PAGINAFRAGMENT:
Verder wordt verweerder verweten dat hij de deken op ernstige wijze in haar toezichthoudende
taak frustreert. Die verwijten zijn gegrond. Nergens blijkt uit dat verweerder zijn
cliënten op behoorlijke wijze heeft geïnformeerd over zijn schorsing en over het feit
dat hij zich heeft laten uitschrijven als advocaat, of dat hij de cliëntendossiers
op behoorlijke wijze heeft overgedragen. Verweerder heeft zich uitgeschreven als advocaat
en vervolgens geweigerd het gesprek met de deken aan te gaan. Hij lijkt zich sindsdien
onbereikbaar te houden voor zijn cliënten, de deken en voor allerlei bij de zaken
betrokken instanties, zoals de Raad voor Rechtsbijstand en het Amsterdamse Hof. Verweerder
heeft ook meerdere toezeggingen gedaan (bijvoorbeeld aan de deken en aan ARAG) dat
hij doende is zijn dossiers over te dragen en dat hij hierover informatie zal verstrekken,
welke toezeggingen verweerder vervolgens niet is nagekomen. Verweerder is ook in onderhavige
procedure niet ter zitting bij de raad verschenen. Verweerder bemoeilijkt daarmee
in ernstige mate het toezicht door de deken en verweerder laat hiermee bovendien zijn
cliënten volledig in de steek. Verweerder heeft met zijn handelen het vertrouwen in
de advocatuur geschaad en hij heeft gehandeld in strijd met de in artikel 10a Advocatenwet
vastgelegde kernwaarden, alsmede met de in artikel 46 Advocatenwet omschreven normen.
De conclusie hiervan is dat het dekenbezwaar gegrond is.
6 MAATREGEL
6.1 Verweerder heeft de deken door zijn handelen en nalaten op ernstige wijze
in haar toezichthoudende taak gefrustreerd (gedragsregel 29) en niet gehandeld zoals
een behoorlijk advocaat betaamt in de zin van artikel 46 Advocatenwet. Het is de raad
niet gebleken dat er enige omstandigheid speelt, die het gedrag van verweerder (ten
dele) kan verklaren. Verweerder lijkt zich ook bewust te zijn van zijn verantwoordelijkheden,
waaronder het ordelijk overdragen van dossiers, omdat hij hierover wel toezeggingen
doet. Verweerder komt deze toezeggingen evenwel steeds niet na.

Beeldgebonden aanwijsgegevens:

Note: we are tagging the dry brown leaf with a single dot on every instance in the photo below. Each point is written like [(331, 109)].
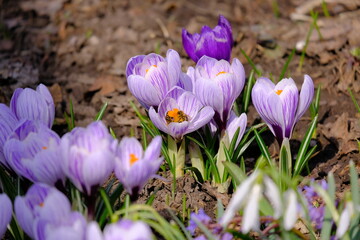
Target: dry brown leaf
[(346, 130), (107, 84)]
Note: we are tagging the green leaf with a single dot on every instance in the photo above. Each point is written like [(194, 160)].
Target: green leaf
[(100, 114), (301, 157), (263, 148)]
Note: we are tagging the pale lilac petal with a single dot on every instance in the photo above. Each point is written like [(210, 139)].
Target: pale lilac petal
[(306, 96), (5, 213), (157, 121), (132, 63), (204, 117), (143, 90)]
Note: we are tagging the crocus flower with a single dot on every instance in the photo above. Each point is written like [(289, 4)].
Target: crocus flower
[(5, 213), (150, 77), (40, 201), (124, 229), (133, 166), (8, 122), (34, 105), (280, 105), (215, 43), (180, 113), (88, 155), (32, 151), (217, 84)]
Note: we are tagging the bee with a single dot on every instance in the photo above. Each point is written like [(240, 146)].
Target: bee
[(175, 116)]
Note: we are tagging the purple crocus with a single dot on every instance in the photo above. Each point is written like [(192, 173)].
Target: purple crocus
[(133, 166), (124, 229), (217, 84), (280, 105), (150, 77), (180, 113), (5, 213), (32, 151), (215, 43), (8, 122), (40, 201), (34, 105), (88, 155)]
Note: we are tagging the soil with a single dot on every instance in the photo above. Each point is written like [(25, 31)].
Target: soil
[(79, 49)]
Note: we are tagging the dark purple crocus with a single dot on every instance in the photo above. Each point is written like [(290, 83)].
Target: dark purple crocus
[(133, 166), (33, 105), (32, 151), (281, 105), (217, 84), (5, 213), (88, 155), (215, 43), (8, 122), (40, 201)]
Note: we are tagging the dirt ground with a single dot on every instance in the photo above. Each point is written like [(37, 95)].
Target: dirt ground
[(79, 49)]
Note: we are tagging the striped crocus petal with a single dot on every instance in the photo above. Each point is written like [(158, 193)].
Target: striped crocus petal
[(34, 105), (5, 213)]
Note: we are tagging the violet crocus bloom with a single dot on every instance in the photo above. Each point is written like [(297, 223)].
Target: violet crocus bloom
[(150, 77), (215, 43), (133, 166), (8, 122), (217, 84), (180, 113), (34, 105), (40, 201), (5, 213), (32, 151), (88, 155), (280, 105), (124, 229)]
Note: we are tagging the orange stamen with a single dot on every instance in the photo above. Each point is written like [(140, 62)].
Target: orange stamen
[(278, 92), (150, 67), (133, 159)]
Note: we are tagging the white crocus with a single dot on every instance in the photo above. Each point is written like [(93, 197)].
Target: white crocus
[(273, 194), (251, 211), (291, 211), (238, 199)]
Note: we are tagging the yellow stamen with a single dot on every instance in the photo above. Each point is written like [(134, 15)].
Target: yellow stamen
[(175, 115), (150, 67), (133, 159), (278, 92), (222, 72)]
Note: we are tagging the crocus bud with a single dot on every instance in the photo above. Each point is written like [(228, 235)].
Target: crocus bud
[(40, 201), (32, 151), (88, 155), (150, 77), (180, 113), (133, 166), (280, 105), (217, 84), (8, 122), (215, 43), (34, 105), (5, 213)]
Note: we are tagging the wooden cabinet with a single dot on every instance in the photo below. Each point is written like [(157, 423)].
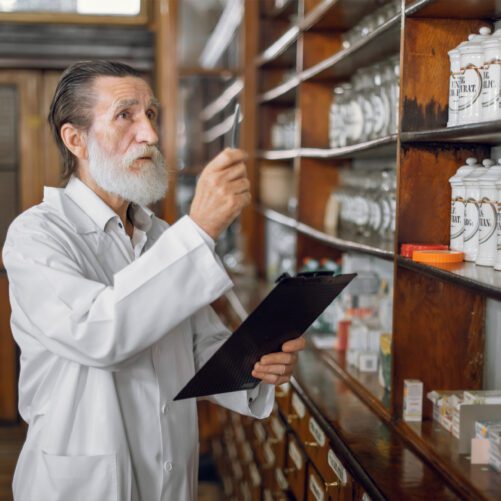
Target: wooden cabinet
[(347, 429)]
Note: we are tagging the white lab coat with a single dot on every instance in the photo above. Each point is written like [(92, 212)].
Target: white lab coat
[(109, 331)]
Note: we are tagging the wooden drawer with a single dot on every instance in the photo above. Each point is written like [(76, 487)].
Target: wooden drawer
[(318, 489), (278, 440), (296, 468), (326, 461), (297, 416), (283, 398)]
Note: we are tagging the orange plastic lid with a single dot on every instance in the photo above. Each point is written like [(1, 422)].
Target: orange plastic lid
[(437, 256)]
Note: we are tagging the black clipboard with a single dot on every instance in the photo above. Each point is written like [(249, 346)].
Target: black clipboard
[(288, 310)]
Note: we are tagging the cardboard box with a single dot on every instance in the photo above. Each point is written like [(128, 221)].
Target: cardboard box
[(413, 400)]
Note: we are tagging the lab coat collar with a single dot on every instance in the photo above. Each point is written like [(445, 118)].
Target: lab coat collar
[(87, 212)]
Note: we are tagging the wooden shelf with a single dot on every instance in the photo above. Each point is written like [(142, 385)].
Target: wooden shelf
[(383, 41), (372, 450), (344, 242), (219, 130), (448, 9), (484, 280), (364, 384), (375, 148), (282, 94), (440, 448), (483, 133), (224, 73), (340, 15), (381, 147), (278, 47), (278, 154), (288, 9), (219, 104)]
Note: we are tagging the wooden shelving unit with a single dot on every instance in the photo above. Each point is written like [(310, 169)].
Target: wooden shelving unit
[(439, 312)]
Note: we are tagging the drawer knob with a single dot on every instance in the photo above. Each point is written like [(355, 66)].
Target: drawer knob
[(311, 444), (328, 485)]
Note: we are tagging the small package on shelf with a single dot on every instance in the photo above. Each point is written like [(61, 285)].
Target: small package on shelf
[(413, 400), (482, 397)]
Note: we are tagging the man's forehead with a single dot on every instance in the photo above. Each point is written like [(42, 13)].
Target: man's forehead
[(109, 91)]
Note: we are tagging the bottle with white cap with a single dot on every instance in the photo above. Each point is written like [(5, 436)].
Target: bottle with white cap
[(497, 265), (491, 79), (471, 214), (487, 234), (458, 192), (454, 82), (471, 58)]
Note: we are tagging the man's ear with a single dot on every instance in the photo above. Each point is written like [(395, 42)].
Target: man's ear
[(75, 140)]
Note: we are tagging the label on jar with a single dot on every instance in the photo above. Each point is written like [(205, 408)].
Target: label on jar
[(471, 220), (254, 475), (268, 454), (491, 75), (281, 480), (316, 432), (457, 219), (470, 87), (298, 405), (453, 96), (487, 221), (378, 112), (247, 450), (295, 455), (277, 427), (259, 431), (337, 467), (499, 225), (316, 489)]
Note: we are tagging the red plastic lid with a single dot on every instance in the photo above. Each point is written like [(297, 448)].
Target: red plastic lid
[(407, 249)]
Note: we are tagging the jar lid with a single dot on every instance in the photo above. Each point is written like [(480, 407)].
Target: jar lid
[(438, 256)]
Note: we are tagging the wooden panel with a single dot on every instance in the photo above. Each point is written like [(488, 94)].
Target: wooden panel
[(438, 336), (424, 190), (425, 73), (165, 26), (317, 179), (52, 162), (318, 46), (314, 102), (250, 226), (8, 357)]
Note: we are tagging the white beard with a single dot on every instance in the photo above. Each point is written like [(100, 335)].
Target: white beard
[(144, 186)]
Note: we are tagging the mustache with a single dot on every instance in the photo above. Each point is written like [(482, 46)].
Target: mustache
[(138, 152)]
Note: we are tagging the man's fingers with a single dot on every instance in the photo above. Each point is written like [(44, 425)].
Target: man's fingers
[(271, 378), (293, 345), (227, 158), (278, 369), (279, 358)]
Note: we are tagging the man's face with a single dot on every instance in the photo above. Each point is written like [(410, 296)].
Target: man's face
[(122, 142)]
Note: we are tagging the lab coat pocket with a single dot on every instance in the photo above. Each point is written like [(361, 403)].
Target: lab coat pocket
[(80, 478)]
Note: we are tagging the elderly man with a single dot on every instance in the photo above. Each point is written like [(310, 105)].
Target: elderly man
[(110, 304)]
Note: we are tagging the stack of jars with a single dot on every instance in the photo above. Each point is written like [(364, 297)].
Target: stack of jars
[(364, 203), (367, 107), (475, 79), (283, 131), (475, 212)]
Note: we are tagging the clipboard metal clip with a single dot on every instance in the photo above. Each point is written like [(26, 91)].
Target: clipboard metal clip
[(306, 274)]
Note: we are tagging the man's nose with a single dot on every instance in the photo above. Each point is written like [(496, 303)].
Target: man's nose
[(146, 132)]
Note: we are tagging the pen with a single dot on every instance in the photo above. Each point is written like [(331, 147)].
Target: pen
[(234, 129)]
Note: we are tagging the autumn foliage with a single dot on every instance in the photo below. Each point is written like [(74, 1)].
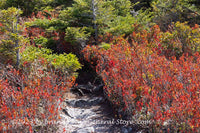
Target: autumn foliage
[(141, 78), (29, 97)]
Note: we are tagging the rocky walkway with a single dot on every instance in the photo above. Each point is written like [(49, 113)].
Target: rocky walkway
[(86, 110)]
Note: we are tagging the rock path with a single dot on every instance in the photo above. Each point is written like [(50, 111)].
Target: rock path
[(88, 113)]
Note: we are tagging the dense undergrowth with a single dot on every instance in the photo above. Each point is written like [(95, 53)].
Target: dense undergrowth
[(148, 58), (143, 76)]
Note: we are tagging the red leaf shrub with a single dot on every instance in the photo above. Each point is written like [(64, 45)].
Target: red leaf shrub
[(138, 78), (28, 98)]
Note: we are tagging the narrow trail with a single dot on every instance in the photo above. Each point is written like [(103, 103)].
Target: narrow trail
[(86, 109)]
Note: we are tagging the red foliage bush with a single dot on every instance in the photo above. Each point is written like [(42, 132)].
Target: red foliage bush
[(27, 98), (138, 78)]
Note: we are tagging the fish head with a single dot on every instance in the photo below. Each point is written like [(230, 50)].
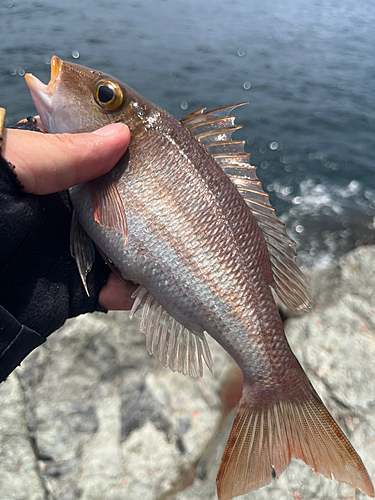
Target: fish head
[(79, 99)]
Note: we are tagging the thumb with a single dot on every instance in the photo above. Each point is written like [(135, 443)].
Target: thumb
[(46, 163)]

TAAKOMSCHRIJVING: Kun je de tuchtuitspraak over de onbereikbare advocaat voortzetten vanaf de laatste zin van het fragment? Het materiaal speelt hier geen enkele rol.

UITVOER:
6.2 De raad is alles overwegende van oordeel dat de maatregel van schrapping
moet worden opgelegd. Hoewel dit een vergaande sanctie is, acht de raad dit desondanks
passend. Met name het feit dat verweerder geen maatregelen voor zijn cliënten heeft
genomen na de aan hem opgelegde schorsing, dat hij momenteel in het geheel niet meer
reageert en kennelijk op geen enkele wijze verantwoording wenst af te leggen, maakt
dat de raad van oordeel is dat er voor verweerder geen plaats meer is op het tableau.
7 KOSTENVEROORDELING
7.1 Nu de raad een maatregel oplegt, zal de raad verweerder op grond van artikel
48ac lid 1 Advocatenwet veroordelen in de volgende proceskosten:
a) € 750,- kosten van de Nederlandse Orde van Advocaten en
b) € 500,- kosten van de Staat.
7.2 Verweerder moet het bedrag van € 1.250,- (het totaal van de in 7.1 onder a en b genoemde kosten) binnen vier weken nadat deze beslissing onherroepelijk is geworden, overmaken naar rekeningnummer lBAN: NL85 lNGB 0000 079000, BIC: INGBNL2A, Nederlandse Orde van Advocaten, Den Haag, onder vermelding van “kostenveroordeling raad van discipline" en het zaaknummer.
BESLISSING
De raad van discipline:
- verklaart het dekenbezwaar gegrond;
- legt aan verweerder de maatregel van schrapping op, ingaande op de tweede dag
na het onherroepelijk worden van deze beslissing;
- veroordeelt verweerder tot betaling van de proceskosten van € 1.250,- aan de
Nederlandse Orde van Advocaten, op de manier en binnen de termijn als hiervóór bepaald
in 7.2.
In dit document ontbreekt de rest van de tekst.